START Passage

Following Love in a Fallen City 倾城之恋 (1984) and Eighteen Springs 半生缘 (1997), veteran Hong Kong director Xu Anhua 许鞍华 [Ann Hui] takes her third trip to the literary well of late Shanghai-born writer Zhang Ailing 张爱玲 [Eileen Chang] with Love after Love 第一炉香, sadly with underwhelming results. The best of Xu has never been in her Zhang adaptations, but Love is the weakest of the lot, despite a mostly strong cast led by classy Mainland actress Yu Feihong 俞飞鸿. It’s a tale of high passion that communicates no passion at all. Xu, 74, has always been more comfortable with contemporary stories than costume or period ones, and Love continues the ho-hum track record she’s had since her artistic high with A Simple Life 桃姐 (2011). China box office on the Mainland-funded movie was a meh RMB64 million when it opened this autumn – little improvement on her clunky WW2 resistance drama Our Time Will Come 明月几时有 (2017, RMB62 million) and uninvolving period biopic The Golden Era 黄金时代 (2014; RMB52 million).

END Passage
START Records

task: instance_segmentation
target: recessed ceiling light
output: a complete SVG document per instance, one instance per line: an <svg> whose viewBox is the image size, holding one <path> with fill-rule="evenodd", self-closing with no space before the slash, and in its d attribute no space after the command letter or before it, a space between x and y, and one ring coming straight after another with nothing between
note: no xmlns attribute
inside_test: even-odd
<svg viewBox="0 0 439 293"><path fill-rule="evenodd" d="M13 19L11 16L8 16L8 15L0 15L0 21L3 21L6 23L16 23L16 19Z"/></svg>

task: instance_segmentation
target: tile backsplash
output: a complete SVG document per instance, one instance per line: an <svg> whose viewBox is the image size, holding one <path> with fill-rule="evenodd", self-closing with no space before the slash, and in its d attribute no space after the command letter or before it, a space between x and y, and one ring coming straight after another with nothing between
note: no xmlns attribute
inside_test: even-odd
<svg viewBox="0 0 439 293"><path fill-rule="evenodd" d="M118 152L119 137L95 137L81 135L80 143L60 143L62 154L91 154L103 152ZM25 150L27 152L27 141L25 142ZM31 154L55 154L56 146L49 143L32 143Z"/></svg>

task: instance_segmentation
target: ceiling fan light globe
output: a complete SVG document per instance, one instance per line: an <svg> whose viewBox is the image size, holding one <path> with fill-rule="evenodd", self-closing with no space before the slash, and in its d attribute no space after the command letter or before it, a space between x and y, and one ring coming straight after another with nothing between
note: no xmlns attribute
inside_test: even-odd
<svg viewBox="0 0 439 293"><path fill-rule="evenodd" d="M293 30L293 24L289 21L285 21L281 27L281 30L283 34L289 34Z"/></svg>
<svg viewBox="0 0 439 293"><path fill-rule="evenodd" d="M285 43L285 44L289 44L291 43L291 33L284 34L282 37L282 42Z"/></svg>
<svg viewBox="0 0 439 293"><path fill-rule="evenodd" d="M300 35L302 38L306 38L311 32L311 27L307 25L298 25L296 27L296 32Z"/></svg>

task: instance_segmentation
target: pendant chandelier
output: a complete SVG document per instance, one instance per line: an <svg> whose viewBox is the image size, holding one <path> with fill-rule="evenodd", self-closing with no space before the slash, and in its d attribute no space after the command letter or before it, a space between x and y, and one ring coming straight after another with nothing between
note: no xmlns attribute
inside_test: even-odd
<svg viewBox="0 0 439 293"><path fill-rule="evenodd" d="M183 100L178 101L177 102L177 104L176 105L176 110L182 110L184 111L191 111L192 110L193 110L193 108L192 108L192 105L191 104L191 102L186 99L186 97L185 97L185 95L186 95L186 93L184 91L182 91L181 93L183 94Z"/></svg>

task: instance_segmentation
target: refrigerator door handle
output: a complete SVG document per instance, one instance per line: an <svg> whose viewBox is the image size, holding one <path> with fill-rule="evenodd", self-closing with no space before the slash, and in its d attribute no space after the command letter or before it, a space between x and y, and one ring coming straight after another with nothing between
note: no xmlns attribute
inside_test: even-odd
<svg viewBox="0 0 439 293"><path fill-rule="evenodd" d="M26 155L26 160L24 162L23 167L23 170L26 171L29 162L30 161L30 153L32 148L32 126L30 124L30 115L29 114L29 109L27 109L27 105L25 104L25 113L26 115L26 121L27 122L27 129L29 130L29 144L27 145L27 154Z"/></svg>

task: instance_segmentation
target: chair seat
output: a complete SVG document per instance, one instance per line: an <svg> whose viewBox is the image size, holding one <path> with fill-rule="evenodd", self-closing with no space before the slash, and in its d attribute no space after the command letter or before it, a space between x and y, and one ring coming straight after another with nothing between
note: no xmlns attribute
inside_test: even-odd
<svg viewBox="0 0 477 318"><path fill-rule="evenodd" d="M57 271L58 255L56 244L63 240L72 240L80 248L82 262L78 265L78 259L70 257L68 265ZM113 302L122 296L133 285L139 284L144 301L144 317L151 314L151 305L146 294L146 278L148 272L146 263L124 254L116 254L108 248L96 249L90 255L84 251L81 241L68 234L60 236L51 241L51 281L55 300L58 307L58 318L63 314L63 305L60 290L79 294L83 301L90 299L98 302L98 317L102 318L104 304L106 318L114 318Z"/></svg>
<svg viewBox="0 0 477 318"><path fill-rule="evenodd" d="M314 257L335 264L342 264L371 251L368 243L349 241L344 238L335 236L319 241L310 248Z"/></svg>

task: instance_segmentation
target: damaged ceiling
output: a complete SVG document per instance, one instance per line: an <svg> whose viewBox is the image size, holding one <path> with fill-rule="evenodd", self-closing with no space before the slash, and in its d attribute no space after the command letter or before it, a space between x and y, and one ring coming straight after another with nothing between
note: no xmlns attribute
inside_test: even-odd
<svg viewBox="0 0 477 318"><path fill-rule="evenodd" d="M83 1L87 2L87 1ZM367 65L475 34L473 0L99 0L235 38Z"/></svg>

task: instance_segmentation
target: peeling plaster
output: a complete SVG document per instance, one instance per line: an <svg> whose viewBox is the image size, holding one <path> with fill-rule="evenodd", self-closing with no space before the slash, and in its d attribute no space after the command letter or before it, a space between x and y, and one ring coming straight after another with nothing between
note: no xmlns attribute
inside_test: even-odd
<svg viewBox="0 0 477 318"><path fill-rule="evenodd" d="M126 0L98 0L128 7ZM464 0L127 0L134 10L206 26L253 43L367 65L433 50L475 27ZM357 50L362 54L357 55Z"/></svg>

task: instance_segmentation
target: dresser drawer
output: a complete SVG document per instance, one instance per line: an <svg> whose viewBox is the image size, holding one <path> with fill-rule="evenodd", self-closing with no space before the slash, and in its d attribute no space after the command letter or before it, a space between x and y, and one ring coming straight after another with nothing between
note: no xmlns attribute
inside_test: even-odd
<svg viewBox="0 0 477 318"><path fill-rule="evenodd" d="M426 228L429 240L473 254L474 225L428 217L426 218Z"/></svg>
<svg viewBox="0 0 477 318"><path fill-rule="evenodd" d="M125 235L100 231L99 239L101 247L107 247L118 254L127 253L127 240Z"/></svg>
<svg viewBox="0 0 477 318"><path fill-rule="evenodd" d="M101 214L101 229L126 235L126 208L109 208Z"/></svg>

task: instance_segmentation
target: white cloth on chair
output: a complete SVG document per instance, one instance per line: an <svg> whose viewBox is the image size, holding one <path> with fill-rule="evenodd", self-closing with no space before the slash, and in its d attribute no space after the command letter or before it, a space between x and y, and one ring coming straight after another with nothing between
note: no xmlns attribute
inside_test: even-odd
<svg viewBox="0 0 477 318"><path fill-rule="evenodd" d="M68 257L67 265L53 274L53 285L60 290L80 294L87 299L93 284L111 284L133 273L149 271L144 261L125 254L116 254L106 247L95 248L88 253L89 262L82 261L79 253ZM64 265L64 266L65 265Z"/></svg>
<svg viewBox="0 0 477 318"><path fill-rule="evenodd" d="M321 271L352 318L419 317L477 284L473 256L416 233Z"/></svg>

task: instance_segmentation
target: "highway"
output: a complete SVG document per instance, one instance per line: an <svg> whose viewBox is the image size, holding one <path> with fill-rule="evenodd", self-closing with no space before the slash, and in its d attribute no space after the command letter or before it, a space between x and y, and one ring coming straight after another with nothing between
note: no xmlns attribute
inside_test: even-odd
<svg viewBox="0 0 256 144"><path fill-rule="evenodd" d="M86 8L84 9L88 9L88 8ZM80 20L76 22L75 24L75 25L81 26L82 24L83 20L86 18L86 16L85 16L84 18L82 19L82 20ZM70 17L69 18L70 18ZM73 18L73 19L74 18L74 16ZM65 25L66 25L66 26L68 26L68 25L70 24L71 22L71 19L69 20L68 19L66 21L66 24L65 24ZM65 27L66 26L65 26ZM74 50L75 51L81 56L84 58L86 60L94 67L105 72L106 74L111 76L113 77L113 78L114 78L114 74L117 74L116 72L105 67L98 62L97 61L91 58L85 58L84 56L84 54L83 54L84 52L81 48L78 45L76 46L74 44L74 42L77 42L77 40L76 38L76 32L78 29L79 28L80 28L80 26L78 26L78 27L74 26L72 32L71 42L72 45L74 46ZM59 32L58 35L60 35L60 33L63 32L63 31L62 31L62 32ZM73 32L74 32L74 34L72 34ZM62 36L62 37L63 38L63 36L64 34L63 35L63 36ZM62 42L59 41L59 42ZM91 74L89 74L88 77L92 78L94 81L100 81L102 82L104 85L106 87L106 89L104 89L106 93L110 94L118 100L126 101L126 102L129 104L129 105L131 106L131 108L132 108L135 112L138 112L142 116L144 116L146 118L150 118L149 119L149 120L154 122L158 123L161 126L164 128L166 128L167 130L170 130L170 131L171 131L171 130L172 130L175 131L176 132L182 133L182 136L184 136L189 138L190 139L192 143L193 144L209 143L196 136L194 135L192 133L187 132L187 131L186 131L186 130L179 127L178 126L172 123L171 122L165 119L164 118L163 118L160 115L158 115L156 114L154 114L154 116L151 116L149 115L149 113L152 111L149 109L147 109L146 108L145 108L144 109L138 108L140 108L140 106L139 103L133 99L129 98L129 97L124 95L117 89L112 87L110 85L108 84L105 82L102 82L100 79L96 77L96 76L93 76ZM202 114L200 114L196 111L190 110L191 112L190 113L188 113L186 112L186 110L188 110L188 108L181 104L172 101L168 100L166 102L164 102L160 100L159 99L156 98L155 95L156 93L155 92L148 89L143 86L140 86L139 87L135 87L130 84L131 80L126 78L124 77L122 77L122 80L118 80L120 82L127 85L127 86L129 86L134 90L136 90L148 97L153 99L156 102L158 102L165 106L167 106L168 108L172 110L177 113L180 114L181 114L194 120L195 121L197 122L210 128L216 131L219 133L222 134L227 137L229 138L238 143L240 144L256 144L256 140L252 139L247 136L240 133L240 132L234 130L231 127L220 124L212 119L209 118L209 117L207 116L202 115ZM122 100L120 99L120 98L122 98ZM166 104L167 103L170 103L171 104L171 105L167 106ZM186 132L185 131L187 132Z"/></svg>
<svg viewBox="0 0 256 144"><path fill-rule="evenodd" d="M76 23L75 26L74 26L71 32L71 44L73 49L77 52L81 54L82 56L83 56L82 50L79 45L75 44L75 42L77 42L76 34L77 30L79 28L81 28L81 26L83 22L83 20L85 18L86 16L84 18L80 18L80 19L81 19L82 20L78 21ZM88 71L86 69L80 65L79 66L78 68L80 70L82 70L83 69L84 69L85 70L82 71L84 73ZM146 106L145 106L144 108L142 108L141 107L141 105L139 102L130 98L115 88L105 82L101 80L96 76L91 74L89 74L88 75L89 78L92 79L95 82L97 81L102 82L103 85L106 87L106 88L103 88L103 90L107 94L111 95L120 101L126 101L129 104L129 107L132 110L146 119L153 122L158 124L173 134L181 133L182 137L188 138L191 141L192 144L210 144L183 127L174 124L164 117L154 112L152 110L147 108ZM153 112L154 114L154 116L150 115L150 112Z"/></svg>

END Records

▸ **List of tasks**
- 1) According to the film review, how much did Love after Love earn at the China box office?
- 2) Gather every line of the listing that contains the string "target", matching case exactly.

▸ **Solutions to the problems**
- 1) RMB64 million

- 2)
target: recessed ceiling light
target: tile backsplash
target: ceiling fan light globe
target: pendant chandelier
target: refrigerator door handle
target: chair seat
target: damaged ceiling
target: peeling plaster
target: dresser drawer
target: white cloth on chair
target: "highway"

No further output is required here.